RECORDS START

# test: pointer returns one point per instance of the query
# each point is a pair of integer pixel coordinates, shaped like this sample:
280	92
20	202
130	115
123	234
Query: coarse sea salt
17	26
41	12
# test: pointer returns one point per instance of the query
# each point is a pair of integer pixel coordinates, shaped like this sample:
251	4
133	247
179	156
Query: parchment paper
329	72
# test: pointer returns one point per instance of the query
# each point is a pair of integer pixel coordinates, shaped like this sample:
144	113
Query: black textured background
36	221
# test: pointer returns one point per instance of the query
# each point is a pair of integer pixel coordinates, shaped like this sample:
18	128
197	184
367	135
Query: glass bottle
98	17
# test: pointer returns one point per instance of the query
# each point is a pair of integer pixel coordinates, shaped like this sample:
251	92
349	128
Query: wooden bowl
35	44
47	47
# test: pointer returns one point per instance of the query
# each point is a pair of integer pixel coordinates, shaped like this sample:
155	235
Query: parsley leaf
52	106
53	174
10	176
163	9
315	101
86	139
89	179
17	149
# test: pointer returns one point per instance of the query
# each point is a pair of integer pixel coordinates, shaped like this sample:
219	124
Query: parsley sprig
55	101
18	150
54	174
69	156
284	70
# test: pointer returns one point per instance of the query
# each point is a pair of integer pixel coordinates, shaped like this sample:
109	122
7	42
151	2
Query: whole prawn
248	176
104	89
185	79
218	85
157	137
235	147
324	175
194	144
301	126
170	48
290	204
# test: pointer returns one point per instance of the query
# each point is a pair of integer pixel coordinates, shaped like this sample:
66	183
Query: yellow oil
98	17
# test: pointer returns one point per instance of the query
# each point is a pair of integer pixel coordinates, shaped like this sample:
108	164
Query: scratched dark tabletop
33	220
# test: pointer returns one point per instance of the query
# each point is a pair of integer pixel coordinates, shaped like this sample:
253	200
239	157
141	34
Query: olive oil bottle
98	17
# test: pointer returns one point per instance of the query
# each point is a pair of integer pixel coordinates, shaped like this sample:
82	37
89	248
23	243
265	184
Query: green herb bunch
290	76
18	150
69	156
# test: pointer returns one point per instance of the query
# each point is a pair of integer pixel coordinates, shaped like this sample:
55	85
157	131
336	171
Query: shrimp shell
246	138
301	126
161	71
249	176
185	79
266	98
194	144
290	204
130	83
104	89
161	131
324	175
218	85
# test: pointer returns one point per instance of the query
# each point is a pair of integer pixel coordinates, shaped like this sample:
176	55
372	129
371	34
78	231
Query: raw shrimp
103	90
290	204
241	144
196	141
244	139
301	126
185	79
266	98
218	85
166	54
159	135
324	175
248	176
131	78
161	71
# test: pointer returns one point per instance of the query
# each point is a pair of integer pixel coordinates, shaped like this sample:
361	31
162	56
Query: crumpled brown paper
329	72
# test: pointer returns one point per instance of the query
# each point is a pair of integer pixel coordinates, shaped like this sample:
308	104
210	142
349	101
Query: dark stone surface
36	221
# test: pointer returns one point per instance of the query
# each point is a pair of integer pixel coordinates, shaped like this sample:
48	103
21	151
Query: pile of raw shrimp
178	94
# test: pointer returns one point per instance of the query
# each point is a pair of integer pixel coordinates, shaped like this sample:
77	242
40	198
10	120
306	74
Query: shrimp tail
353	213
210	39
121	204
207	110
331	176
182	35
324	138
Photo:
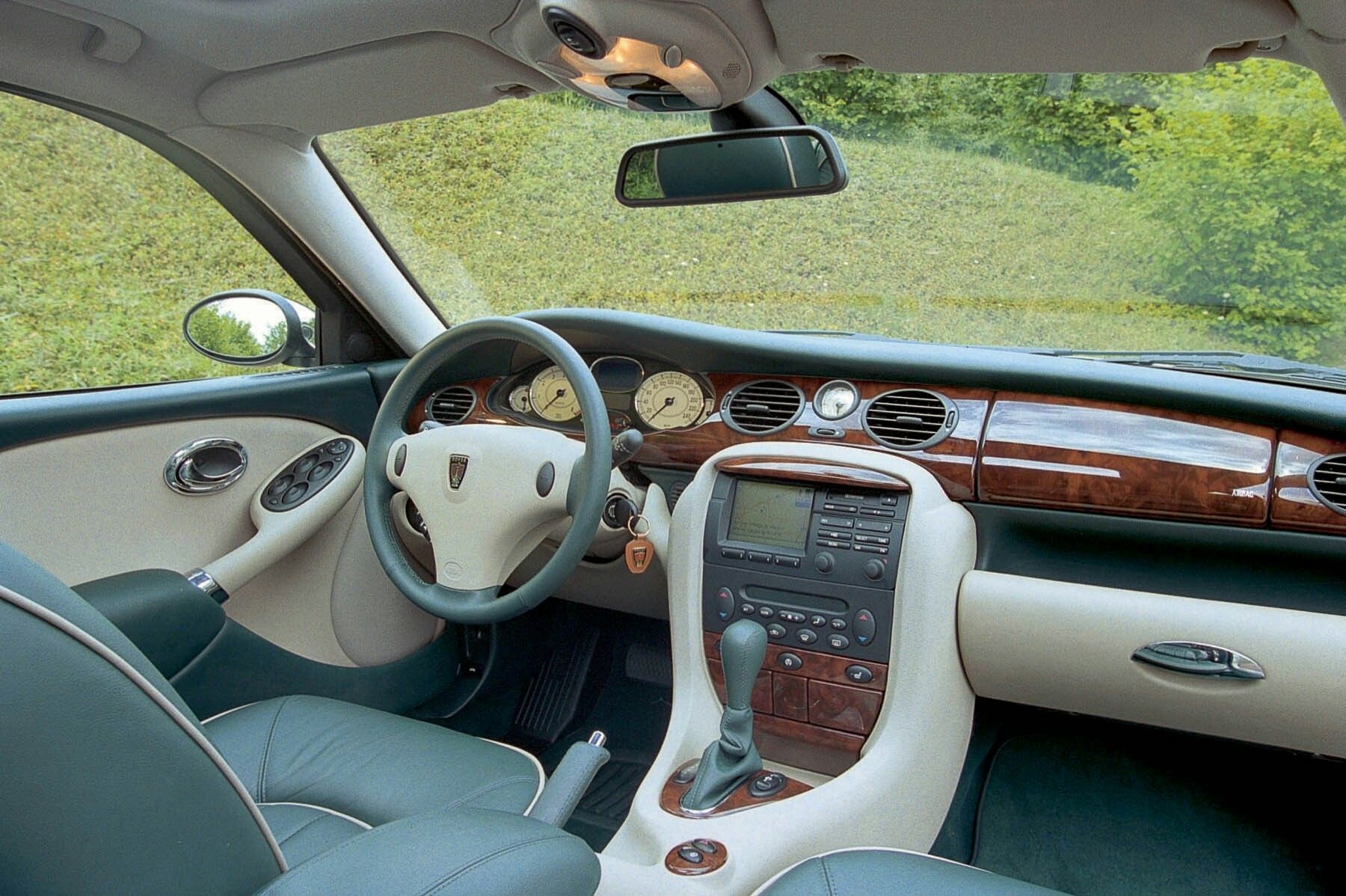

RECORDS END

== HOW TO COMPLETE THIS TASK ==
Copy the records shown above in their entirety and exactly; images are to be left out.

== RESULT OF THIS TASK ==
# test: pointer returns one point per instance of the query
# each point is a pair of integer pixel coordinates, shaped like this sample:
280	92
20	202
130	115
123	234
Query: coarse sea salt
17	26
41	12
# test: pointer returns one point per instance of the query
# each point is a pair of integer pixel coordinates, shaped like this sample:
251	4
133	247
179	156
Query: parchment paper
329	72
# test: pointer returns one point per instance of the query
# each point is a pair of integer pixel coordinates, shaped like this sample:
144	113
Query: black textured background
36	221
# test: pointer returns one point per instance of the query
# each point is a pair of integer pixel coordinates, shaped like this sample:
18	128
197	184
367	135
Query: glass bottle
98	17
# test: pointer returns one point per instance of the query
# each point is a pair of integer pixel coordinates, shaped like this sample:
251	92
349	128
Query: wooden bowl
35	44
47	47
# test: pointer returns one point per instance of the query
# each point is a pair of integer pixel coordinates, shaped like this sample:
155	235
Query: parsley leaf
52	106
53	174
10	176
163	9
315	101
86	139
89	179
17	149
# test: pointer returns one point per instance of the query
# each point is a pair of integer pixel coordinates, shaped like this sample:
219	124
Query: parsley sprig
55	101
18	150
54	174
69	156
284	70
# test: pointer returns one point per instance of the query
# each point is a pair of integer pixel coordinates, shaped like this sample:
109	122
7	42
151	2
Query: whole prawn
248	176
104	89
185	79
218	85
157	137
235	147
324	175
194	144
301	126
170	48
290	204
# test: pointer returns one point per instance of the query
# each point is a pair of integer pixel coordinates, shaped like this sample:
66	183
Query: yellow oil
98	17
# test: pointer returns one point per instance of the query
# each point is a pair of integer pixel coordinates, shaped like this sample:
108	164
Query: scratched dark tabletop
33	220
# test: pointer returns one point per instance of the query
# each point is a pair of integer pixel coordinates, shaped like this sample:
253	200
239	157
141	34
Query: olive oil bottle
98	17
# test: pointer returns one point per instance of the query
# each point is a pair of integer pixel coordinates, shaped like this sample:
82	37
89	248
23	243
265	184
Query: green herb bunch
290	76
18	150
69	156
# test: pointer returns one point per instance of the query
# each point is a pair of integer pixel coordinates, shaped like this sample:
55	85
157	131
336	171
Query: shrimp shell
246	138
301	126
161	71
249	176
185	79
266	98
194	144
290	204
130	83
104	89
161	131
324	175
218	85
# test: pointer returns one point per instance of the query
# each point is a pair of integer pixel coordinates, shaped like this sample:
176	55
372	129
371	34
78	231
Query: raw shrimp
103	90
290	204
241	144
196	141
244	139
301	126
185	79
266	98
218	85
166	54
159	135
324	175
248	176
131	78
161	71
# test: pointer returns one point per instance of the query
# each point is a pair of integer pixel coordinates, shaped like this sample:
361	31
162	56
Query: crumpled brown paper
329	72
# test: pointer returns one point per instance of the query
# each point is a pair of integer pixel coordinates, shaped like this sample:
308	104
210	142
349	101
Query: dark stone surface
36	221
# test: pointer returns one point per instance of the query
# each point is a pair of integer pixel coordinates, shaped like this sample:
48	103
21	151
Query: pile of raw shrimp
178	94
# test: pointer returns one point per instance of the query
# each point is a pair of integer pixel coordinates, shaped like this sample:
77	242
40	198
10	120
306	74
Query: shrimp tail
353	213
210	39
121	204
207	110
331	176
182	35
324	138
Photo:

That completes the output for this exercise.